Entries from a point labeling set
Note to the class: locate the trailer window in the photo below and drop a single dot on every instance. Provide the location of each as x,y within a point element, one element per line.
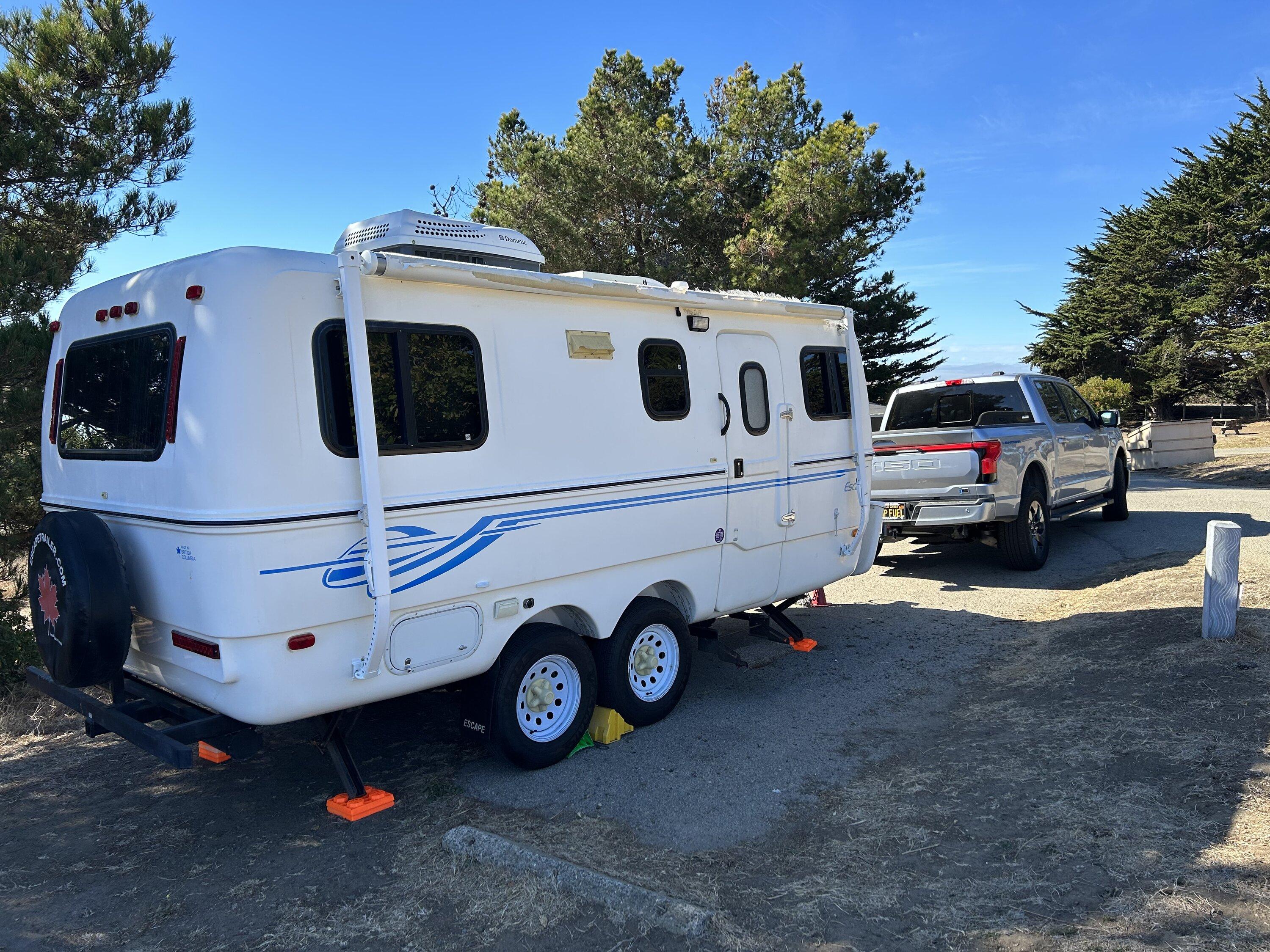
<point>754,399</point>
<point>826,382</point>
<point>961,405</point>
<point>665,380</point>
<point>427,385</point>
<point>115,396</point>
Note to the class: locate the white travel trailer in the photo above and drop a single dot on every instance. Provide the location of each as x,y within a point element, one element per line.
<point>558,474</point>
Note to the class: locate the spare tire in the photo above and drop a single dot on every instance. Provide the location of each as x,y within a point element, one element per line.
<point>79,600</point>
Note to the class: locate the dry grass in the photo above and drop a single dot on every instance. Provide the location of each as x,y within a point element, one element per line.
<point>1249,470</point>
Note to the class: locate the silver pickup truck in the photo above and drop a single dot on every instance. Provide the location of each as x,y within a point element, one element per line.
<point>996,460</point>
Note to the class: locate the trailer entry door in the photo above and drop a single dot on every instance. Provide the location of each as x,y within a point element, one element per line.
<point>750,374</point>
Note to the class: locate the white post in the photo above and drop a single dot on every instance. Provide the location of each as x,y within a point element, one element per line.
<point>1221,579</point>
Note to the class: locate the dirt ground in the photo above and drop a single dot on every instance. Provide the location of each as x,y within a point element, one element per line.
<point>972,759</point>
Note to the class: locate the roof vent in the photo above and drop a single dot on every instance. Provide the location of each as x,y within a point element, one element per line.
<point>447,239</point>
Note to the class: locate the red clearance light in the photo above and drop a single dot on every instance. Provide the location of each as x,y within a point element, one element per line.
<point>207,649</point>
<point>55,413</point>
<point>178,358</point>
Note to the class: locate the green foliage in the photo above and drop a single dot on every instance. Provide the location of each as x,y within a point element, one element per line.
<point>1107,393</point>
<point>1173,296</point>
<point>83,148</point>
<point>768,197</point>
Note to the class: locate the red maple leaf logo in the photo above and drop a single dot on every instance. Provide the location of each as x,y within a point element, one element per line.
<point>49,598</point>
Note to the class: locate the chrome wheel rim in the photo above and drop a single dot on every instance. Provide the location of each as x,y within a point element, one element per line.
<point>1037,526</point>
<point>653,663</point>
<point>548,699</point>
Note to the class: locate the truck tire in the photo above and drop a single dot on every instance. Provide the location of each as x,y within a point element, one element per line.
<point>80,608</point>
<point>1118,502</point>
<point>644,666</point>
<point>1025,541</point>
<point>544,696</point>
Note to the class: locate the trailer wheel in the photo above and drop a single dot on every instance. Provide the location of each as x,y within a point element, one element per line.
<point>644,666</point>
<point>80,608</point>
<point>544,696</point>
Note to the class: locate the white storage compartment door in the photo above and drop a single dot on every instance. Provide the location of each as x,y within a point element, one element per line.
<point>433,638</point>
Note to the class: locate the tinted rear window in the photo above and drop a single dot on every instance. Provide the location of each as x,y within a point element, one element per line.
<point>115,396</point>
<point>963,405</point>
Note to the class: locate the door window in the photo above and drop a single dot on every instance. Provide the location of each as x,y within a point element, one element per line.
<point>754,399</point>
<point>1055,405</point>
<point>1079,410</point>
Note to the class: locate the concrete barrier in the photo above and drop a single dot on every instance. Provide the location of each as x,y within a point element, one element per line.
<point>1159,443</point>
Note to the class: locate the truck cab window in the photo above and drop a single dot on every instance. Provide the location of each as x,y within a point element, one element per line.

▶ _WORK TO BE COMPLETED_
Rewrite all the entries above as a JSON list of strings, one string per line, skipping blank lines. Leave the pictures out of the list.

▶ _ANSWER TO THE TASK_
[
  "Note to the class: locate the trailer window in the photo below and drop a single dot on every instance. Provide the location of each as x,y within a point element, one element per line.",
  "<point>754,399</point>",
  "<point>826,382</point>",
  "<point>961,405</point>",
  "<point>665,380</point>",
  "<point>427,385</point>",
  "<point>115,396</point>",
  "Note to the class: locate the white travel trailer in the photo above and drop a single dot on every instance. Provide the location of each as x,y within a point element, one element per line.",
  "<point>558,474</point>",
  "Note to the class: locate the spare tire in the photo above and drop a single dot on every instance. Provide the location of each as x,y within a point element, one element per line.",
  "<point>79,600</point>",
  "Note to the class: locate the dry grass in the photo above and drop a single dot on every instance. Provide the location of each as x,y within a point element, one element per line.",
  "<point>1249,470</point>",
  "Note to the class: locate the silver pickup truck in the photo above and drop a single dot on every instance. Provide the location of each as x,y within a point element, one element per line.",
  "<point>996,460</point>",
  "Note to the class: locate the trailer entry door in the photo above and drop a single dot on every instance. Provide the location of each as x,y within a point element, one element per line.",
  "<point>750,374</point>",
  "Note to the class: locate the white post in the photo above and drop a single dot on every instance. Provide the location of each as x,y within a point element, one element per line.",
  "<point>1221,579</point>",
  "Note to the class: locate the dirt ground in the photo above and drop a single dot on every instance. Provide the location of each as x,y within a point element, one element per line.",
  "<point>972,759</point>",
  "Note to the class: locate the roof vent in the photo above and drop a single dot on every instance. Provide the location of each as x,y within a point element, one element per line.",
  "<point>447,239</point>",
  "Note to the class: locate the red clearance light in the photo above and drop a single dot on every instance. Provide the location of each as x,y within a point element, one element per line.",
  "<point>207,649</point>",
  "<point>55,413</point>",
  "<point>178,358</point>",
  "Note to the class: locate the green foliage in the photo above and drop a single dot on every instance. Provide the location of each as x,y within a point element, one element per line.",
  "<point>1107,393</point>",
  "<point>1173,296</point>",
  "<point>83,148</point>",
  "<point>768,197</point>",
  "Note to the class: locate the red maple leaf logo in the photo above and drop a single dot on every instance. Provide the location of each as x,y within a point element, one element per line.",
  "<point>49,598</point>",
  "Note to the class: locate the chrome wheel rim in the photo above and drop a single dot on every instance. Provide the location of each as x,y within a point element, one element per line.",
  "<point>1037,526</point>",
  "<point>653,663</point>",
  "<point>548,699</point>",
  "Note to the class: locate the truck tire in the photo above and drop a single dot on every instance. Provide the location of each as x,y within a point element, one element per line.",
  "<point>80,608</point>",
  "<point>1118,502</point>",
  "<point>644,666</point>",
  "<point>1025,541</point>",
  "<point>544,696</point>",
  "Note to the class: locate the trailer wheel in the photo above and drop a single dot on every instance. Provide the location of each as x,y within a point element, one element per line.",
  "<point>644,666</point>",
  "<point>80,608</point>",
  "<point>544,696</point>",
  "Note to the class: locate the white storage compartment door in the photo above and drop a single dot on every instance. Provide the location of each as x,y within a point element, one element per line.",
  "<point>433,638</point>",
  "Note to the class: locate the tinted rear window in the photo above and drop a single dot on every instance. Provide the location of each as x,y within a point element, one element per line.",
  "<point>115,396</point>",
  "<point>963,405</point>",
  "Note to the class: locate the door window in the photo above and drop a single dot on every instance. Provide the location of each as x,y within a point element, one element per line.",
  "<point>754,399</point>",
  "<point>1055,405</point>",
  "<point>1079,410</point>",
  "Note to the class: locate the concrete barrier in the photo above and drop a single dot on every instance. Provide the location of each as x,y within a point element, one element per line.",
  "<point>1159,443</point>",
  "Note to the class: locate the truck cab window in the photo above and drop a single dot on every instance. Provide the location of each as x,y within a point element, one element per line."
]